● **Exercise requirements**
Transcribe exactly the lines from the one holding "Note for the class: annotate every instance of the tick in" to the end of the data below, including both of those lines and no others.

···

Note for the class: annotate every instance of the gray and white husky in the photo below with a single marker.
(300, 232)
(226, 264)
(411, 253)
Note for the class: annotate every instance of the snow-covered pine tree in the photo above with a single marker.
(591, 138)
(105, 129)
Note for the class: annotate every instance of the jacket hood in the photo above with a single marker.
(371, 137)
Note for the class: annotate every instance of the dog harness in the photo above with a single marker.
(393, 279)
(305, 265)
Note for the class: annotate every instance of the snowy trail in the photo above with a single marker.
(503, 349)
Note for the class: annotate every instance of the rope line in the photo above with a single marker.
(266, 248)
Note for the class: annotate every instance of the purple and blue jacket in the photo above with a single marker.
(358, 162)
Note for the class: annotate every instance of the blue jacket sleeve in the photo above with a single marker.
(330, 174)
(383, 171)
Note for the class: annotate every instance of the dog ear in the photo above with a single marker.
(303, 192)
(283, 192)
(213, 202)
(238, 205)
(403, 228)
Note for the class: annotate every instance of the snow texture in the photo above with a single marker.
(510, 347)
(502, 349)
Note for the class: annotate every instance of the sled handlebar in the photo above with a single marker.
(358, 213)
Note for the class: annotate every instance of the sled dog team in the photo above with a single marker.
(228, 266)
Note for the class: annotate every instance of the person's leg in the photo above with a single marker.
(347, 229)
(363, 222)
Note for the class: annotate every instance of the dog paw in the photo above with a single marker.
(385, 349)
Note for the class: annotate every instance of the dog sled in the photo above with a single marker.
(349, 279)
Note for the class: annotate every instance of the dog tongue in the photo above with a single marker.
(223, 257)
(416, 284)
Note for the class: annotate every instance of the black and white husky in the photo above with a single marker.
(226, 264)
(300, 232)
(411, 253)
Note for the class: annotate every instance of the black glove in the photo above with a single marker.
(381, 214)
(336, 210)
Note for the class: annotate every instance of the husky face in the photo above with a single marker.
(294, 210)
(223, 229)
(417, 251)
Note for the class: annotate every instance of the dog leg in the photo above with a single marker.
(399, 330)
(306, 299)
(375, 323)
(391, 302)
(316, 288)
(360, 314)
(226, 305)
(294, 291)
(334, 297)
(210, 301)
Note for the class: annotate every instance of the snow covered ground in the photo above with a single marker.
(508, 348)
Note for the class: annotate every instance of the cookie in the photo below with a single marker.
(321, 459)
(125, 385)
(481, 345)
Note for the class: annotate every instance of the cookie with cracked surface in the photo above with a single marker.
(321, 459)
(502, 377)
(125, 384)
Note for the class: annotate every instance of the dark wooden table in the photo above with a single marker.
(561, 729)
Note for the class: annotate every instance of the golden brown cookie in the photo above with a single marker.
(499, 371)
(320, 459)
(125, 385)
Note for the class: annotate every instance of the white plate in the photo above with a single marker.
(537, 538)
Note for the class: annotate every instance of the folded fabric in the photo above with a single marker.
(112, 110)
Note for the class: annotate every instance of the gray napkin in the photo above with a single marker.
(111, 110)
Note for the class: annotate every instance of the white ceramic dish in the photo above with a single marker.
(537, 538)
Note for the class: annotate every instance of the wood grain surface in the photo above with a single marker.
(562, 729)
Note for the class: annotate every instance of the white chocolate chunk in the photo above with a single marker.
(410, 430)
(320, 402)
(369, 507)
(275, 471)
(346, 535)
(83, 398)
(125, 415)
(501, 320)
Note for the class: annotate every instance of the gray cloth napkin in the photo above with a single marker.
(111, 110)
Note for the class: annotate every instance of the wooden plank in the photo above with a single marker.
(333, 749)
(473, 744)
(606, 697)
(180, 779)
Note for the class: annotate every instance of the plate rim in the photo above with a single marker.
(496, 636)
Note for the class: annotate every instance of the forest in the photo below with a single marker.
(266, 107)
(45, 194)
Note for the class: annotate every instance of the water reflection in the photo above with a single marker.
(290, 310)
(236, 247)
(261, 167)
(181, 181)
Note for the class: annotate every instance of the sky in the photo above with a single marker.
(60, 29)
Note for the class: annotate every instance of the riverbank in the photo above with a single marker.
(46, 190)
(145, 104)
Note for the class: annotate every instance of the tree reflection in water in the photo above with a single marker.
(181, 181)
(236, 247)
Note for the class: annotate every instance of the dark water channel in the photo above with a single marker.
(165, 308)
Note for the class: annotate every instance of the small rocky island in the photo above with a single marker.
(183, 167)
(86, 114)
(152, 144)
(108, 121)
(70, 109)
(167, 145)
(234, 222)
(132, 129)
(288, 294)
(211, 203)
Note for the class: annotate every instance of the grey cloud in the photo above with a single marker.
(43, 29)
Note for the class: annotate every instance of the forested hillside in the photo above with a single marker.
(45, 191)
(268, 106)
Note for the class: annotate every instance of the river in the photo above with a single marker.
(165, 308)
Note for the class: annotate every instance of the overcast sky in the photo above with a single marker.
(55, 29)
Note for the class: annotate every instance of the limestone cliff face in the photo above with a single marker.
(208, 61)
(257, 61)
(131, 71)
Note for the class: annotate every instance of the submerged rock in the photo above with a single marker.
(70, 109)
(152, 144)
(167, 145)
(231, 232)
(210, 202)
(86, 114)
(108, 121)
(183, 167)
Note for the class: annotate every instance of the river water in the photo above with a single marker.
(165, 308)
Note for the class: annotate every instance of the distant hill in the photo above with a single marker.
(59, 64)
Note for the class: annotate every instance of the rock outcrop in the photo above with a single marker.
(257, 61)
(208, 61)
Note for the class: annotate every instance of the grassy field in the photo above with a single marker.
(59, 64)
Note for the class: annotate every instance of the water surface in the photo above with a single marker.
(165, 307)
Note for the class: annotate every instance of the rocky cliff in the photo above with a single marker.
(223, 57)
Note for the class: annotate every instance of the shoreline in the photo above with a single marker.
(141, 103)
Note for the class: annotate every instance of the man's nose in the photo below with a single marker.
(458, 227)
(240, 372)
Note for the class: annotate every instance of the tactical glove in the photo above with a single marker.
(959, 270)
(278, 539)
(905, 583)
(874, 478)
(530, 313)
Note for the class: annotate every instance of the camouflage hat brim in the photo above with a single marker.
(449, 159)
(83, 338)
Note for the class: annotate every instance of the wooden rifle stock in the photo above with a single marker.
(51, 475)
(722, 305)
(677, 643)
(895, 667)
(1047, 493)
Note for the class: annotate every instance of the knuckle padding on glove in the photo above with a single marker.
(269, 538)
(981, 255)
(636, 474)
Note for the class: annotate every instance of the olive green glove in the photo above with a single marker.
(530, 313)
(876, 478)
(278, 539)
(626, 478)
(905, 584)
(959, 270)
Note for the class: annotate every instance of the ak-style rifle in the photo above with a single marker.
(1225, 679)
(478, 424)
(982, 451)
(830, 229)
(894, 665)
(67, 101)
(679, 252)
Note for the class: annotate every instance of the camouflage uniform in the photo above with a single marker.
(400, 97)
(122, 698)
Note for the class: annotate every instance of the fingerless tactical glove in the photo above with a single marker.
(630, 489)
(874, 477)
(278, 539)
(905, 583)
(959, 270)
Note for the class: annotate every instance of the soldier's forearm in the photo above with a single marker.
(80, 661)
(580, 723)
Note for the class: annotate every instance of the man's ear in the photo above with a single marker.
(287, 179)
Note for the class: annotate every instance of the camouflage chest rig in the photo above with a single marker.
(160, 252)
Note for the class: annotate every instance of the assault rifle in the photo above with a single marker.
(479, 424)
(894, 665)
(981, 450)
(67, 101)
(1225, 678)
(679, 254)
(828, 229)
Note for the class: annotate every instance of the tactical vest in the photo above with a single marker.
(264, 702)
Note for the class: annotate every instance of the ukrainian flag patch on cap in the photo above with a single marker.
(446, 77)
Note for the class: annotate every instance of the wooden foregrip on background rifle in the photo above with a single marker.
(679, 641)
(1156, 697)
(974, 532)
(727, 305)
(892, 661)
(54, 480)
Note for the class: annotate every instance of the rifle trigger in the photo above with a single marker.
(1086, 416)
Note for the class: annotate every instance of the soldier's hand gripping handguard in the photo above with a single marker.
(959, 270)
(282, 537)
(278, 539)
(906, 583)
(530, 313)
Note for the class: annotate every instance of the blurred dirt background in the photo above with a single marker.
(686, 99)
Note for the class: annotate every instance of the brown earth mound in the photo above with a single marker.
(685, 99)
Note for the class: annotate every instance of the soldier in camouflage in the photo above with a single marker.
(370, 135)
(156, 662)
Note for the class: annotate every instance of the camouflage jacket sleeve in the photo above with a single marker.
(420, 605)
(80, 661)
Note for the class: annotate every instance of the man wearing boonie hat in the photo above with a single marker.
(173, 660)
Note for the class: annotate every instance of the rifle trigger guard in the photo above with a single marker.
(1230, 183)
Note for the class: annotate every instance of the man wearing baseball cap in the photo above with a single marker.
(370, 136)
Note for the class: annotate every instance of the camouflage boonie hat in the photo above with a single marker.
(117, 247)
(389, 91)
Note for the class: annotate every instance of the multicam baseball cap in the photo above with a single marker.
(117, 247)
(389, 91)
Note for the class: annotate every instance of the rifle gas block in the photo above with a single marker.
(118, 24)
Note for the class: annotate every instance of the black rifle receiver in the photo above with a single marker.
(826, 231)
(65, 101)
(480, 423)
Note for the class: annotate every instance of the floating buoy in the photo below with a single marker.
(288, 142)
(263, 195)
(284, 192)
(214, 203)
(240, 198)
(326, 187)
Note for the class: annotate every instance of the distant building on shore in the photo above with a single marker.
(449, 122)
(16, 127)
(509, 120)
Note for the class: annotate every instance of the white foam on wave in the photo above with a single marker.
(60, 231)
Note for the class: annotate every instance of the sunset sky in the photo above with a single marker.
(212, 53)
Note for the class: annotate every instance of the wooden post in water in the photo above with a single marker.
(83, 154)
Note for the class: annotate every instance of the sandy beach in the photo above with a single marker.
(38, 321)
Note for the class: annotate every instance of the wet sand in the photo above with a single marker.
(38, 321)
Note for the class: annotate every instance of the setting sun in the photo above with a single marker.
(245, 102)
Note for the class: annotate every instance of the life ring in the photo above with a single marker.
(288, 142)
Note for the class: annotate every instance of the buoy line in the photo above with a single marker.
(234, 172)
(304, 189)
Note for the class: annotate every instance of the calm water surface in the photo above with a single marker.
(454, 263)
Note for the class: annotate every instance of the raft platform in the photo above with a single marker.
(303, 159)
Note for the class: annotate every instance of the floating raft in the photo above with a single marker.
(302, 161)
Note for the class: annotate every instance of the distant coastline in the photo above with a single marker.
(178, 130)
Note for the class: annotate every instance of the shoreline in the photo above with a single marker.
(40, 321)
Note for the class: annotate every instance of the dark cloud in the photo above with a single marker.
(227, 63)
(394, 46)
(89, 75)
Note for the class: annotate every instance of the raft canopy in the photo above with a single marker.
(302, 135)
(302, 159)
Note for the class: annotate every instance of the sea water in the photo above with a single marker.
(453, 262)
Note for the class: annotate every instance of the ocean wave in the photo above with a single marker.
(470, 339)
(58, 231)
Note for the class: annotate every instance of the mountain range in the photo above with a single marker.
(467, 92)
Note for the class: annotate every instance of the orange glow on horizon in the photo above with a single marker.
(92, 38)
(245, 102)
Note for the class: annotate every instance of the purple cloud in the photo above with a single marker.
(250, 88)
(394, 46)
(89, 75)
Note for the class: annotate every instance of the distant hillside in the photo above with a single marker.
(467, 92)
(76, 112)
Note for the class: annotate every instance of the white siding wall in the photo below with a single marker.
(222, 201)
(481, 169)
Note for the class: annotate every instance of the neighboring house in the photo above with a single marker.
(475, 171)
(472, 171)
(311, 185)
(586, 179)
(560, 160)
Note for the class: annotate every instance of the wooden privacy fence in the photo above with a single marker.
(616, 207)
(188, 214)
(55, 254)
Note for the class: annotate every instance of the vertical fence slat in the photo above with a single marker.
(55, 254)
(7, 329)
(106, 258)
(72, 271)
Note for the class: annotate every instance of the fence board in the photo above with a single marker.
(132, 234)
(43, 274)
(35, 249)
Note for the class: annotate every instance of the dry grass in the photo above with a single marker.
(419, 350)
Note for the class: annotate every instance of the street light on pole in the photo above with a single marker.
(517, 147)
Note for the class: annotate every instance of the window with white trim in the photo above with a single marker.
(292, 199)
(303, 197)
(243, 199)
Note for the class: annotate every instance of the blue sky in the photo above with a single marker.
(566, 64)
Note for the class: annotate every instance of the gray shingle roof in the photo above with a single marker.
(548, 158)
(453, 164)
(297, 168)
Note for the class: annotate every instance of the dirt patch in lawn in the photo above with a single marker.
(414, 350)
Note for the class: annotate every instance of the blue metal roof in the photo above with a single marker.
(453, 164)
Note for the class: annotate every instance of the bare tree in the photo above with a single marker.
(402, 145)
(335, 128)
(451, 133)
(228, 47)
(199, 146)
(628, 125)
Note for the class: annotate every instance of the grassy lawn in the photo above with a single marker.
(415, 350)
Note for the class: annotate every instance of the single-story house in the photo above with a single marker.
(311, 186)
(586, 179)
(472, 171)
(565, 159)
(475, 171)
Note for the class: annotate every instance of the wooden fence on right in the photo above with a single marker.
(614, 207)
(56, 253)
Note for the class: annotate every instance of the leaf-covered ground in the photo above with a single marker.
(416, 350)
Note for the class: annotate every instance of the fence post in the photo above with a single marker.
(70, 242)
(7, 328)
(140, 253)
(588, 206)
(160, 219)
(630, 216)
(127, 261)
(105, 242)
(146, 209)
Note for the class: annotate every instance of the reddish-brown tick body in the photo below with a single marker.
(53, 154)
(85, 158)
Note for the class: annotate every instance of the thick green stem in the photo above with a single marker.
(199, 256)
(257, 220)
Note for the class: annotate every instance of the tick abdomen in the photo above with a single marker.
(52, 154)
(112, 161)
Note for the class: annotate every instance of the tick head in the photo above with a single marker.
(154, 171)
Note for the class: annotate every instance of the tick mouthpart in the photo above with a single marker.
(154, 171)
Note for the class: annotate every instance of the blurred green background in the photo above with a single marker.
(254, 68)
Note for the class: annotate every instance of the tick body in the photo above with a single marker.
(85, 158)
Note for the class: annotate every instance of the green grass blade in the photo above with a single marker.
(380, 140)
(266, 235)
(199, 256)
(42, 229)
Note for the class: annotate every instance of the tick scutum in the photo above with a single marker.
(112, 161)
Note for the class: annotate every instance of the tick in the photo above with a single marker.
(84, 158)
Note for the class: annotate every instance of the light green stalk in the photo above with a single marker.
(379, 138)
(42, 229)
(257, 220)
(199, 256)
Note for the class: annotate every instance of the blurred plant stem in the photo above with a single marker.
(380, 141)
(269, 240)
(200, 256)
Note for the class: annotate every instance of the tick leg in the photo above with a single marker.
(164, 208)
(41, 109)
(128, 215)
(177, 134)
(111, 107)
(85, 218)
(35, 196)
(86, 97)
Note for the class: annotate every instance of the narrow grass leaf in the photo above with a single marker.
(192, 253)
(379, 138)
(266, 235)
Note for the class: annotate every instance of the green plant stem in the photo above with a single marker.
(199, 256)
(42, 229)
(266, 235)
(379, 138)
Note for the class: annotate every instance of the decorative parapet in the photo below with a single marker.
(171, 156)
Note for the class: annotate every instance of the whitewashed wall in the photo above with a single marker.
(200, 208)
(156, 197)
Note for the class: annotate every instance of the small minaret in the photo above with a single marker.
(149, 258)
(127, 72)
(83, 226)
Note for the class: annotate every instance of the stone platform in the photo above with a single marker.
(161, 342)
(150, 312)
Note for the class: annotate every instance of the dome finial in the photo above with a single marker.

···

● **Final result**
Note for the class: annotate every instance of the tick in the photo above with a single marker.
(84, 158)
Note for the class: annotate every instance of the light green stalk in the photo above with a single marker.
(379, 138)
(42, 229)
(257, 220)
(199, 256)
Note for the class: annotate every instance of the blurred plant stem in the photo above with a single marker.
(380, 141)
(269, 240)
(200, 256)
Note for the class: annotate every instance of the tick leg in the photo above with a single marker.
(164, 208)
(41, 109)
(128, 215)
(177, 134)
(111, 107)
(85, 218)
(35, 196)
(86, 97)
Note for the class: annotate every instance of the narrow grass leaf in the photo above with a single marker.
(192, 253)
(379, 138)
(266, 235)
Note for the class: annotate every instance of the green plant stem in the photo above with a single marker.
(199, 256)
(42, 229)
(266, 235)
(379, 138)
Note for the class: annotate every instance of the decorative parapet in the photo below with a single marker.
(171, 156)
Note for the class: annotate every instance of the whitewashed wall in the photo above with a single marker.
(200, 208)
(156, 197)
Note for the class: annotate every instance of the small minaret in the photo above with a single marker.
(149, 258)
(127, 72)
(83, 226)
Note for the class: annotate every instance of the stone platform in the photo above with a single marker.
(161, 342)
(150, 312)
Note for the class: annotate every instance of the dome finial in the photo above with a single marker.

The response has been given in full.